Return each line in the records below that contains the word "blue", copied in full.
## BEGIN
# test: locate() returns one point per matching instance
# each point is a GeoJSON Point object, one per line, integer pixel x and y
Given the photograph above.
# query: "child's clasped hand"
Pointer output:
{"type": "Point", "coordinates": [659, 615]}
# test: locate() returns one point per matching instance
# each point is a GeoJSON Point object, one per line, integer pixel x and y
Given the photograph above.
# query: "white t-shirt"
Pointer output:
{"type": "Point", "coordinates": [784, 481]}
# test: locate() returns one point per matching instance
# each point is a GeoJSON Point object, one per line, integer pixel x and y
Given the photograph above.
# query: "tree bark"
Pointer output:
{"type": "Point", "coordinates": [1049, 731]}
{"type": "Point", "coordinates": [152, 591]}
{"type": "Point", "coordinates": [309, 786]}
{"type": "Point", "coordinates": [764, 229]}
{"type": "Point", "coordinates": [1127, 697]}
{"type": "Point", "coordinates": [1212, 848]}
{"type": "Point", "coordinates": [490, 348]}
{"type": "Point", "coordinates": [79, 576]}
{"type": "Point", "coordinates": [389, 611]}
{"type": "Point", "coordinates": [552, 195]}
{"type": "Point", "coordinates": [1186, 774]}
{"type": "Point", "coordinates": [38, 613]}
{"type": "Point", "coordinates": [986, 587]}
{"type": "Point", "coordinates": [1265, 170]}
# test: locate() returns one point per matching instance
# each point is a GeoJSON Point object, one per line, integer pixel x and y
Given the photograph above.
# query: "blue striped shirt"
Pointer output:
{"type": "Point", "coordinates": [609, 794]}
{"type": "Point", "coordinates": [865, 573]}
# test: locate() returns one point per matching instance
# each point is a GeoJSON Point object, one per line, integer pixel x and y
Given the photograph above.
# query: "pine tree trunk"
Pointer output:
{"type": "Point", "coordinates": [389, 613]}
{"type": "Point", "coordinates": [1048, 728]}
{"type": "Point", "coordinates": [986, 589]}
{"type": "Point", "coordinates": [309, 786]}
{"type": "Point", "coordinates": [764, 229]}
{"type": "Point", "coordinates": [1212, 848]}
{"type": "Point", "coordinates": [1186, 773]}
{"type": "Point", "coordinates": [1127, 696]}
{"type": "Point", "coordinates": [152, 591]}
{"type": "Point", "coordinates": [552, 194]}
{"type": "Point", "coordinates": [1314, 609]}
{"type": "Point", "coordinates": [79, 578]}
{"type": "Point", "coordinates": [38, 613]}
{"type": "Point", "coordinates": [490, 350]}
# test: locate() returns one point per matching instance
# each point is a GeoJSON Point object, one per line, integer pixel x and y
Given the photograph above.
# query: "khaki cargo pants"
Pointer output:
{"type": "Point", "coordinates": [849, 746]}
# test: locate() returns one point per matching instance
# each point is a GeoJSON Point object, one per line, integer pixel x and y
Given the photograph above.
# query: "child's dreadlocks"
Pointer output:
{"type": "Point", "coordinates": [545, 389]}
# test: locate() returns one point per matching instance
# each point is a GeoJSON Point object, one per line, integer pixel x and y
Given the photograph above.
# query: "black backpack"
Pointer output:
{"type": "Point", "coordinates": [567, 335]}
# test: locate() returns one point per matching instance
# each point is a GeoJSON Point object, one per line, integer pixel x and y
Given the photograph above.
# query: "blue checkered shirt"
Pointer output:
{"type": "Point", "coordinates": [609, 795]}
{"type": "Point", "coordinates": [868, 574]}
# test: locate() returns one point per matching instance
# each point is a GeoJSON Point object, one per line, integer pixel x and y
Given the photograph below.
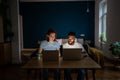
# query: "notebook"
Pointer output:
{"type": "Point", "coordinates": [72, 54]}
{"type": "Point", "coordinates": [50, 55]}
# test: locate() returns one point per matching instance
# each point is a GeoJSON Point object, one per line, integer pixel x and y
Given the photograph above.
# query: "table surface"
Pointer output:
{"type": "Point", "coordinates": [85, 62]}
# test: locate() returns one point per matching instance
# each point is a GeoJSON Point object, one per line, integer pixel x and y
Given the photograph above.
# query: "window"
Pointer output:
{"type": "Point", "coordinates": [102, 20]}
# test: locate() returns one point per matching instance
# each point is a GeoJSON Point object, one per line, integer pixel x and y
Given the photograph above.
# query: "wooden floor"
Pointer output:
{"type": "Point", "coordinates": [14, 72]}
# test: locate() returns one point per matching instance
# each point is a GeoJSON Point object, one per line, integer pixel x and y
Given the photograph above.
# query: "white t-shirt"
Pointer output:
{"type": "Point", "coordinates": [76, 45]}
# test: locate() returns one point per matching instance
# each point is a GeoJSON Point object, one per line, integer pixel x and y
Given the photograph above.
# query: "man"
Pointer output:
{"type": "Point", "coordinates": [73, 44]}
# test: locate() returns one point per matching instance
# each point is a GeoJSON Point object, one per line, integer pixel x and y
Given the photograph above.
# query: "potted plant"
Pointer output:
{"type": "Point", "coordinates": [115, 48]}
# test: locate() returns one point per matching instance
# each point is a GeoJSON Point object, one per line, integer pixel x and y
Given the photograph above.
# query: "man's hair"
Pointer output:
{"type": "Point", "coordinates": [71, 34]}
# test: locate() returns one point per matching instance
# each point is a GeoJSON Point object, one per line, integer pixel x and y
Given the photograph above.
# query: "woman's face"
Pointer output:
{"type": "Point", "coordinates": [51, 37]}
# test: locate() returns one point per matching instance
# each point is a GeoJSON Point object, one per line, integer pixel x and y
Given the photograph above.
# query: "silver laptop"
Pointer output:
{"type": "Point", "coordinates": [50, 55]}
{"type": "Point", "coordinates": [72, 54]}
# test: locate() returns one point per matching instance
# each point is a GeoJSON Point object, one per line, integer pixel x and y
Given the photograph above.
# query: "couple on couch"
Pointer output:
{"type": "Point", "coordinates": [51, 44]}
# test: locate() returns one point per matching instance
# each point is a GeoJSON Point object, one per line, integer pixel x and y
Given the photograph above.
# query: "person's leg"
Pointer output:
{"type": "Point", "coordinates": [45, 74]}
{"type": "Point", "coordinates": [81, 74]}
{"type": "Point", "coordinates": [56, 74]}
{"type": "Point", "coordinates": [67, 74]}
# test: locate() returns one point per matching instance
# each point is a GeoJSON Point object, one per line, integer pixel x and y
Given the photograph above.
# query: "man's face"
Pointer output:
{"type": "Point", "coordinates": [71, 40]}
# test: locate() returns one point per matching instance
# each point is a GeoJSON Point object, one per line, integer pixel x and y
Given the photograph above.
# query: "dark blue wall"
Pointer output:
{"type": "Point", "coordinates": [61, 16]}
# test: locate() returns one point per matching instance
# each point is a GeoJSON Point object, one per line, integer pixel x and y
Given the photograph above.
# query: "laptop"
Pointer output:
{"type": "Point", "coordinates": [72, 54]}
{"type": "Point", "coordinates": [50, 55]}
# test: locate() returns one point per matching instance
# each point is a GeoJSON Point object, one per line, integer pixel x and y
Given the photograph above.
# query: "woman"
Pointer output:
{"type": "Point", "coordinates": [50, 44]}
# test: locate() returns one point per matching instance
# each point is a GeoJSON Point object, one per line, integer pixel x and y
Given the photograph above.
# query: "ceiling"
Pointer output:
{"type": "Point", "coordinates": [50, 0]}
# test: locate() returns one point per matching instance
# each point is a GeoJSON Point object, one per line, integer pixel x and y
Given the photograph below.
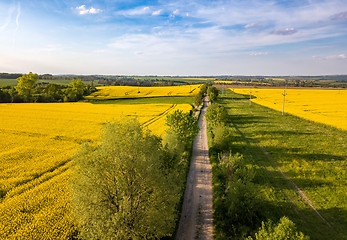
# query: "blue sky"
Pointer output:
{"type": "Point", "coordinates": [174, 37]}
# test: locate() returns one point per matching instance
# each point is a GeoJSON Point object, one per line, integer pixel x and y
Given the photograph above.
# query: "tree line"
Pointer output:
{"type": "Point", "coordinates": [131, 185]}
{"type": "Point", "coordinates": [28, 89]}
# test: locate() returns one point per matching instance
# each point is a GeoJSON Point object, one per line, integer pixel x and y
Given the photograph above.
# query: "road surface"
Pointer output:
{"type": "Point", "coordinates": [197, 216]}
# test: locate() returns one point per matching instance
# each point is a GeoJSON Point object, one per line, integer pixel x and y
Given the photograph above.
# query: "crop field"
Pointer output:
{"type": "Point", "coordinates": [37, 143]}
{"type": "Point", "coordinates": [116, 92]}
{"type": "Point", "coordinates": [301, 164]}
{"type": "Point", "coordinates": [324, 106]}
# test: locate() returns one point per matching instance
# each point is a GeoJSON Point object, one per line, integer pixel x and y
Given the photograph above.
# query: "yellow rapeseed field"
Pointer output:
{"type": "Point", "coordinates": [114, 92]}
{"type": "Point", "coordinates": [37, 143]}
{"type": "Point", "coordinates": [328, 106]}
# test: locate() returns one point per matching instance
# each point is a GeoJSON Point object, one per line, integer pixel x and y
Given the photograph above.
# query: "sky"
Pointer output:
{"type": "Point", "coordinates": [174, 37]}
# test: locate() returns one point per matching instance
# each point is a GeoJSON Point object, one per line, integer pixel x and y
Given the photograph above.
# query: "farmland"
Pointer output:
{"type": "Point", "coordinates": [323, 106]}
{"type": "Point", "coordinates": [289, 151]}
{"type": "Point", "coordinates": [117, 92]}
{"type": "Point", "coordinates": [38, 142]}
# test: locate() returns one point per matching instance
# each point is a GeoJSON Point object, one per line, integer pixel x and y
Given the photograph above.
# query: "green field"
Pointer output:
{"type": "Point", "coordinates": [8, 82]}
{"type": "Point", "coordinates": [289, 151]}
{"type": "Point", "coordinates": [13, 82]}
{"type": "Point", "coordinates": [148, 100]}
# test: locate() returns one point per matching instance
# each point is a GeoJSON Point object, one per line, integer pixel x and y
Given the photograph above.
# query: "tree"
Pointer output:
{"type": "Point", "coordinates": [119, 188]}
{"type": "Point", "coordinates": [212, 93]}
{"type": "Point", "coordinates": [284, 230]}
{"type": "Point", "coordinates": [26, 86]}
{"type": "Point", "coordinates": [75, 91]}
{"type": "Point", "coordinates": [183, 126]}
{"type": "Point", "coordinates": [216, 114]}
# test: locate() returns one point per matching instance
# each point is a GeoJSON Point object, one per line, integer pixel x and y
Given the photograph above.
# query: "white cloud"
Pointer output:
{"type": "Point", "coordinates": [8, 19]}
{"type": "Point", "coordinates": [82, 10]}
{"type": "Point", "coordinates": [135, 11]}
{"type": "Point", "coordinates": [339, 16]}
{"type": "Point", "coordinates": [331, 57]}
{"type": "Point", "coordinates": [157, 13]}
{"type": "Point", "coordinates": [176, 12]}
{"type": "Point", "coordinates": [258, 54]}
{"type": "Point", "coordinates": [285, 31]}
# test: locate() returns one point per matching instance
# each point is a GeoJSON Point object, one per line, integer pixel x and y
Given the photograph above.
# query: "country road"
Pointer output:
{"type": "Point", "coordinates": [197, 215]}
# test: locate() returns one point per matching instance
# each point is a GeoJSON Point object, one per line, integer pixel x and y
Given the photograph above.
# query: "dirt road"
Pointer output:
{"type": "Point", "coordinates": [197, 216]}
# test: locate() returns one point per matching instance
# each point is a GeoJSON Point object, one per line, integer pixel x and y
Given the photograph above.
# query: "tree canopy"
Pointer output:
{"type": "Point", "coordinates": [121, 189]}
{"type": "Point", "coordinates": [26, 86]}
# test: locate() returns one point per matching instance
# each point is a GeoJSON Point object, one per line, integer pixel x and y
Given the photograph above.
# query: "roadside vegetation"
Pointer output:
{"type": "Point", "coordinates": [130, 186]}
{"type": "Point", "coordinates": [276, 169]}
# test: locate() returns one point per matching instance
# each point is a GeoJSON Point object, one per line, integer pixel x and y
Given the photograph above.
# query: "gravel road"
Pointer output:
{"type": "Point", "coordinates": [197, 216]}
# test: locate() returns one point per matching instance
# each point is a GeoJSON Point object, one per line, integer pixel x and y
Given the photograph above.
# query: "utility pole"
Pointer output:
{"type": "Point", "coordinates": [284, 97]}
{"type": "Point", "coordinates": [250, 95]}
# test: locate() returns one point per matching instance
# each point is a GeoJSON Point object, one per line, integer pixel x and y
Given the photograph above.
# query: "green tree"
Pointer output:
{"type": "Point", "coordinates": [74, 91]}
{"type": "Point", "coordinates": [120, 190]}
{"type": "Point", "coordinates": [212, 93]}
{"type": "Point", "coordinates": [222, 137]}
{"type": "Point", "coordinates": [284, 230]}
{"type": "Point", "coordinates": [26, 86]}
{"type": "Point", "coordinates": [216, 114]}
{"type": "Point", "coordinates": [182, 126]}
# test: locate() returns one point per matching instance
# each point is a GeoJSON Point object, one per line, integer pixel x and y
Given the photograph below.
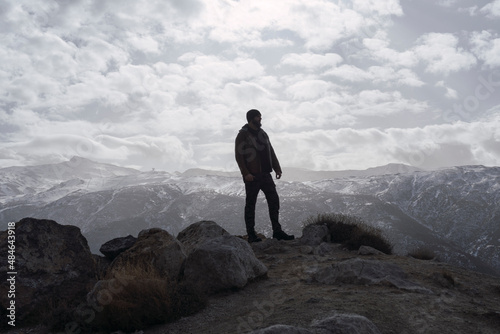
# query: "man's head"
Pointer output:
{"type": "Point", "coordinates": [254, 117]}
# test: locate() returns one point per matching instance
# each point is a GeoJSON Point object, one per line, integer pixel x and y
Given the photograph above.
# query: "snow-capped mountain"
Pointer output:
{"type": "Point", "coordinates": [453, 211]}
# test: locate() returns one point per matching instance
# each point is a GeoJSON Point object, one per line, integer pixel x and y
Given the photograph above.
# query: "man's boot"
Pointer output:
{"type": "Point", "coordinates": [253, 237]}
{"type": "Point", "coordinates": [280, 235]}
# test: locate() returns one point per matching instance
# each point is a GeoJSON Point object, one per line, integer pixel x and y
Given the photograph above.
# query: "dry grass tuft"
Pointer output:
{"type": "Point", "coordinates": [351, 232]}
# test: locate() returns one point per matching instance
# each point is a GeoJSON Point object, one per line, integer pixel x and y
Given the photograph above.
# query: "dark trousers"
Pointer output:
{"type": "Point", "coordinates": [265, 183]}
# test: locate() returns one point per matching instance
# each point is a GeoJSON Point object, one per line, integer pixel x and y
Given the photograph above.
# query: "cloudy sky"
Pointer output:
{"type": "Point", "coordinates": [165, 84]}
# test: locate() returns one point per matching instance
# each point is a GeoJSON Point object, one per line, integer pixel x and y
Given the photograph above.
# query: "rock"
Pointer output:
{"type": "Point", "coordinates": [367, 250]}
{"type": "Point", "coordinates": [54, 266]}
{"type": "Point", "coordinates": [155, 254]}
{"type": "Point", "coordinates": [325, 248]}
{"type": "Point", "coordinates": [314, 235]}
{"type": "Point", "coordinates": [102, 265]}
{"type": "Point", "coordinates": [222, 263]}
{"type": "Point", "coordinates": [197, 233]}
{"type": "Point", "coordinates": [336, 324]}
{"type": "Point", "coordinates": [114, 247]}
{"type": "Point", "coordinates": [345, 324]}
{"type": "Point", "coordinates": [364, 272]}
{"type": "Point", "coordinates": [282, 329]}
{"type": "Point", "coordinates": [271, 246]}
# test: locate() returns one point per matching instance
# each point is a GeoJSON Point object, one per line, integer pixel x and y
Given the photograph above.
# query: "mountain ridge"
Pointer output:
{"type": "Point", "coordinates": [450, 211]}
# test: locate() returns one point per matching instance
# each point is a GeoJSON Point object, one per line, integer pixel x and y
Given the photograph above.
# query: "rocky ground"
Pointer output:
{"type": "Point", "coordinates": [450, 300]}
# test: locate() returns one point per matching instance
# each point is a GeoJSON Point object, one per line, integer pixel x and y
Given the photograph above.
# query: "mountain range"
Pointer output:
{"type": "Point", "coordinates": [453, 212]}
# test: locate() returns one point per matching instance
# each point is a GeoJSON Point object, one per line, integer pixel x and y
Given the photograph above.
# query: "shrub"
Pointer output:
{"type": "Point", "coordinates": [351, 232]}
{"type": "Point", "coordinates": [131, 299]}
{"type": "Point", "coordinates": [146, 302]}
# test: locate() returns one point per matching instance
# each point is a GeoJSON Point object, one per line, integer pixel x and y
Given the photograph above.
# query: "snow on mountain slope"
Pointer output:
{"type": "Point", "coordinates": [454, 212]}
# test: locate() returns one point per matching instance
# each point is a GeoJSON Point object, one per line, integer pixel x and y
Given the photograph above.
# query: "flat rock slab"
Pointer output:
{"type": "Point", "coordinates": [366, 272]}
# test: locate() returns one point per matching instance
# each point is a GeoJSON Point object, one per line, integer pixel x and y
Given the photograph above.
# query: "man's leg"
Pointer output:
{"type": "Point", "coordinates": [273, 201]}
{"type": "Point", "coordinates": [252, 191]}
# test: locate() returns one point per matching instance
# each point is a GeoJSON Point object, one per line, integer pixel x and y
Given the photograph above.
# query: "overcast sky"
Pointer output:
{"type": "Point", "coordinates": [165, 84]}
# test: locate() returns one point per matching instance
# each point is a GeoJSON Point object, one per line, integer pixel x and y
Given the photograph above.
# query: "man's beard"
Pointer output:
{"type": "Point", "coordinates": [257, 124]}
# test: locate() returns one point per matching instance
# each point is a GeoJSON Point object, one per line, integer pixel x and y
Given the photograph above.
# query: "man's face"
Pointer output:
{"type": "Point", "coordinates": [257, 121]}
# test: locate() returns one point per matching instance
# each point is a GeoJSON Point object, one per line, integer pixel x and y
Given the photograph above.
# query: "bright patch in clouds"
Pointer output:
{"type": "Point", "coordinates": [341, 84]}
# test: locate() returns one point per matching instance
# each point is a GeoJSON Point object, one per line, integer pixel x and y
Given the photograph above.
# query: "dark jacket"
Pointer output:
{"type": "Point", "coordinates": [254, 152]}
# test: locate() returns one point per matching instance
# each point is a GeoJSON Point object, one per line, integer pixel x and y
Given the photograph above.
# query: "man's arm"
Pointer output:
{"type": "Point", "coordinates": [239, 149]}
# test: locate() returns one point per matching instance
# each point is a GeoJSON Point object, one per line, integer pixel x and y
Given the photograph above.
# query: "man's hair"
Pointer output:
{"type": "Point", "coordinates": [252, 113]}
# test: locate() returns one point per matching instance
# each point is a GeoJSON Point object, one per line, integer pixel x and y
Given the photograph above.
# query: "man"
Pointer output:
{"type": "Point", "coordinates": [256, 159]}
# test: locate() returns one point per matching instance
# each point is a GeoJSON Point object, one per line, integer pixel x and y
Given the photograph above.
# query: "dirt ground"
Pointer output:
{"type": "Point", "coordinates": [461, 301]}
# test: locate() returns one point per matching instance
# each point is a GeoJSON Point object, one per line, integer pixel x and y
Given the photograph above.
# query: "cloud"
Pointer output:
{"type": "Point", "coordinates": [166, 84]}
{"type": "Point", "coordinates": [450, 93]}
{"type": "Point", "coordinates": [492, 9]}
{"type": "Point", "coordinates": [427, 147]}
{"type": "Point", "coordinates": [311, 61]}
{"type": "Point", "coordinates": [442, 55]}
{"type": "Point", "coordinates": [487, 47]}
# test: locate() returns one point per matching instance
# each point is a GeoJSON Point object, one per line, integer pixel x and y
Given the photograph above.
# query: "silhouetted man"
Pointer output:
{"type": "Point", "coordinates": [256, 159]}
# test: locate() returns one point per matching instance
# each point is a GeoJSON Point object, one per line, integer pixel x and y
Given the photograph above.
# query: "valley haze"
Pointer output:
{"type": "Point", "coordinates": [452, 211]}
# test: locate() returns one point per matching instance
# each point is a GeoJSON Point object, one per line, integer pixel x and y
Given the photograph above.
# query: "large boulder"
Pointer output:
{"type": "Point", "coordinates": [197, 233]}
{"type": "Point", "coordinates": [315, 234]}
{"type": "Point", "coordinates": [155, 254]}
{"type": "Point", "coordinates": [115, 247]}
{"type": "Point", "coordinates": [221, 263]}
{"type": "Point", "coordinates": [53, 263]}
{"type": "Point", "coordinates": [338, 323]}
{"type": "Point", "coordinates": [345, 324]}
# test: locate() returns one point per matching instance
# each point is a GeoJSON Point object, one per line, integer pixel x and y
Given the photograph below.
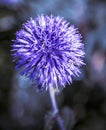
## END
Final answer -
# query: "blue striped shirt"
# query: "blue checkered shirt"
# query: "dark blue wall"
# query: "blue sky"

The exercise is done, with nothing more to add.